══ Raw data ══

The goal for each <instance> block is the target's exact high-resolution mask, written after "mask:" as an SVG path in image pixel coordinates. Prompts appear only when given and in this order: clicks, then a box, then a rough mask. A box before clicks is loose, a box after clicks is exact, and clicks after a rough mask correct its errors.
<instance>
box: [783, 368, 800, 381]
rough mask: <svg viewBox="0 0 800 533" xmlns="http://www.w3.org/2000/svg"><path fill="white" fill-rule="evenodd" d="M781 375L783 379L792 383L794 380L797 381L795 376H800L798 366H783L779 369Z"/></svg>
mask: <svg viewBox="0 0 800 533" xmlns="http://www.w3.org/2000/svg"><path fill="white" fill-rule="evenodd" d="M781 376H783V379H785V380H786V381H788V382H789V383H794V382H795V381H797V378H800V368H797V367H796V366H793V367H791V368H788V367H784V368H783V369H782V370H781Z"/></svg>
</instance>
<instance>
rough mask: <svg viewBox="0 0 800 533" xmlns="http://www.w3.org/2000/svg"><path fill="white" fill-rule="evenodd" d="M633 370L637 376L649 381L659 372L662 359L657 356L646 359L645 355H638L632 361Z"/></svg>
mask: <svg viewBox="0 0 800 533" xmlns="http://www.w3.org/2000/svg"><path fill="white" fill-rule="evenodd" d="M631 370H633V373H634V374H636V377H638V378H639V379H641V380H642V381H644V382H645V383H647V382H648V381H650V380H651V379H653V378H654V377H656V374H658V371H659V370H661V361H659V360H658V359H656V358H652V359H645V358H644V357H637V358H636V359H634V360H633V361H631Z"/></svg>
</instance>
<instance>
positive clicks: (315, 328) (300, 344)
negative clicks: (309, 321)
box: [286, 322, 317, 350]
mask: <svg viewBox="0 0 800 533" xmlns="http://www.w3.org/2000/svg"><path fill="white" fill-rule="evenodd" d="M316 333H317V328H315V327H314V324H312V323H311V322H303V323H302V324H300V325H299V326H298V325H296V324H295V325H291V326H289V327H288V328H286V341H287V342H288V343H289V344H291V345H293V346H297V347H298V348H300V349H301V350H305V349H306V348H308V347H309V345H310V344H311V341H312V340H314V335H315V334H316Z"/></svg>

═══

Action item ▸ Copy whichever lines in the listing above contain the word "clicks".

Exercise response ▸
The goal for each <instance> block is the target's exact high-resolution mask, written after "mask:" as an SVG path in image pixel coordinates. Prompts appear only when given and in this order: clicks, then a box, then a rough mask. A box before clicks is loose, a box after clicks is exact, and clicks after a rough mask correct its errors.
positive clicks: (315, 328) (300, 344)
negative clicks: (309, 321)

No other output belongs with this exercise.